Renzi e il lavoro dei padroni

Sat, 01/03/2014 - 11:26
di
Big Bill Haywood

Renzi o non Renzi, le nuove rilevazioni Istat sull’andamento del mercato del lavoro parlano chiaro. I dati nel mese di gennaio 2014 ci consegnano uno scenario inquietante: il tasso di disoccupazione è balzato al 12,9%, in rialzo di 0,2 punti percentuali su dicembre e di 1,1 su base annua. Un ecatombe! In Europa, invece, il dato resta fermo al 12%. La disoccupazione giovanile, tra i 15 e i 24 anni è pari al 42,4%. I disoccupati italiani, sfiorano i 3,3 milioni. Il dato è il più alto dal 1977. Se nei tempi descritti dall’agenda Renzi il problema del lavoro si risolve in un mese per poi passare ad una nuova questione, be' siamo di fronte ad un vero stregone, a cui affidare i destini di milioni di persone. Peccato per il Super giovane premier - e soprattutto per noi - che la realtà è più complessa.

> **Dati estratti**
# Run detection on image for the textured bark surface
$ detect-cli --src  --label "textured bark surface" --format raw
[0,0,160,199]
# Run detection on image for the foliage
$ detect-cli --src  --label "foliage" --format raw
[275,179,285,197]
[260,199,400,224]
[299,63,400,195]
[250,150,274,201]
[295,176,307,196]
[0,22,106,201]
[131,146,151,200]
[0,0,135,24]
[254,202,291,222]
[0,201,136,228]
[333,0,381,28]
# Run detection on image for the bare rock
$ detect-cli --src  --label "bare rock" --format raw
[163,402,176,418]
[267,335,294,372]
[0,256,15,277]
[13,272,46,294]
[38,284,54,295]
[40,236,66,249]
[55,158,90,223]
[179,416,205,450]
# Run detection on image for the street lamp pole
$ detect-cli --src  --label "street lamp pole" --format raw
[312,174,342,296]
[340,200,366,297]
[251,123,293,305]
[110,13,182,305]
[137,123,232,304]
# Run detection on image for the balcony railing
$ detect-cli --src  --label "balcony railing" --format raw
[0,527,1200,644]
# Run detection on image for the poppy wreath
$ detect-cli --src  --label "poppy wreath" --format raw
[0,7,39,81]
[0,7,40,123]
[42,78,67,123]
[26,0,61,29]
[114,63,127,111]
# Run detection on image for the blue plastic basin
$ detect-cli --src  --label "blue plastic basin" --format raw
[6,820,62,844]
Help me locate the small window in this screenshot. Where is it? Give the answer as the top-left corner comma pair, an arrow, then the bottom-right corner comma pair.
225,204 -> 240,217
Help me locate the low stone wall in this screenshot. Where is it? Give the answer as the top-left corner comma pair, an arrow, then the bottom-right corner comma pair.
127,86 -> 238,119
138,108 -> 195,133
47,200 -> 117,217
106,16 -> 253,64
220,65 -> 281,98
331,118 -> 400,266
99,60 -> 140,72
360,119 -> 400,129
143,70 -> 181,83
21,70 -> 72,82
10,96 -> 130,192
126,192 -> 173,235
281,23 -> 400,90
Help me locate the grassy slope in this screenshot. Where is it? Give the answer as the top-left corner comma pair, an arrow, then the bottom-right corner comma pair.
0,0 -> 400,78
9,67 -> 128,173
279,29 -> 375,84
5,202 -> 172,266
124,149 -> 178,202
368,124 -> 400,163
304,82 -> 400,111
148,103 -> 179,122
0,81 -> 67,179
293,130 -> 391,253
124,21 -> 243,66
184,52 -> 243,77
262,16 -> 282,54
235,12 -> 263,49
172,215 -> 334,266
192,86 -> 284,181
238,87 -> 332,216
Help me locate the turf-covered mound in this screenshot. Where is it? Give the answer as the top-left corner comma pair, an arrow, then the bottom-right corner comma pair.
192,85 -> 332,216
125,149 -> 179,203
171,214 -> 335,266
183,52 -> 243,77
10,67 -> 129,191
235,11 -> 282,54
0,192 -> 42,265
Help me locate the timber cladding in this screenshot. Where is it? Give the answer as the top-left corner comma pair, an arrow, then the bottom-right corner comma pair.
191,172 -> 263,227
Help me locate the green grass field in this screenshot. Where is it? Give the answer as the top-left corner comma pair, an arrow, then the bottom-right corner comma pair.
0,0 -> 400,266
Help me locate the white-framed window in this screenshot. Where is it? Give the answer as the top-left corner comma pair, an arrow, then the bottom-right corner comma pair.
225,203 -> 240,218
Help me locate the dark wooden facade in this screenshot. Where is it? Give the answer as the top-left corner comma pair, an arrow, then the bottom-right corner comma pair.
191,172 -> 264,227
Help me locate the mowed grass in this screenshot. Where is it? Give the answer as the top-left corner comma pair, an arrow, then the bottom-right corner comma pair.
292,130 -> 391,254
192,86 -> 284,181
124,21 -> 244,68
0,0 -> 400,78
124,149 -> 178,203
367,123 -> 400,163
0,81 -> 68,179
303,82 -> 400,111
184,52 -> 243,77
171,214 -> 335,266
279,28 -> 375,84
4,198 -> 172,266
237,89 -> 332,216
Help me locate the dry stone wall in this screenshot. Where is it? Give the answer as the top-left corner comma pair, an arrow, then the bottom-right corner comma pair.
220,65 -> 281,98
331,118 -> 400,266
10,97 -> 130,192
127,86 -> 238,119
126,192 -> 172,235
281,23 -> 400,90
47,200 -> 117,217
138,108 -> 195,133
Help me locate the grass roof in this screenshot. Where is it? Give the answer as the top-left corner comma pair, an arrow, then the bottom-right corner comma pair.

> **Consegna**
Riscrivi il passo del documento di origine che comincia con le parole "Renzi e il lavoro" e termina con "è più complessa.", sostituendo "gennaio" con "febbraio". Per svolgere il compito bisogna basarsi soltanto sul documento di origine.

> **Risposta**
Renzi e il lavoro dei padroni

Sat, 01/03/2014 - 11:26
di
Big Bill Haywood

Renzi o non Renzi, le nuove rilevazioni Istat sull’andamento del mercato del lavoro parlano chiaro. I dati nel mese di febbraio 2014 ci consegnano uno scenario inquietante: il tasso di disoccupazione è balzato al 12,9%, in rialzo di 0,2 punti percentuali su dicembre e di 1,1 su base annua. Un ecatombe! In Europa, invece, il dato resta fermo al 12%. La disoccupazione giovanile, tra i 15 e i 24 anni è pari al 42,4%. I disoccupati italiani, sfiorano i 3,3 milioni. Il dato è il più alto dal 1977. Se nei tempi descritti dall’agenda Renzi il problema del lavoro si risolve in un mese per poi passare ad una nuova questione, be' siamo di fronte ad un vero stregone, a cui affidare i destini di milioni di persone. Peccato per il Super giovane premier - e soprattutto per noi - che la realtà è più complessa.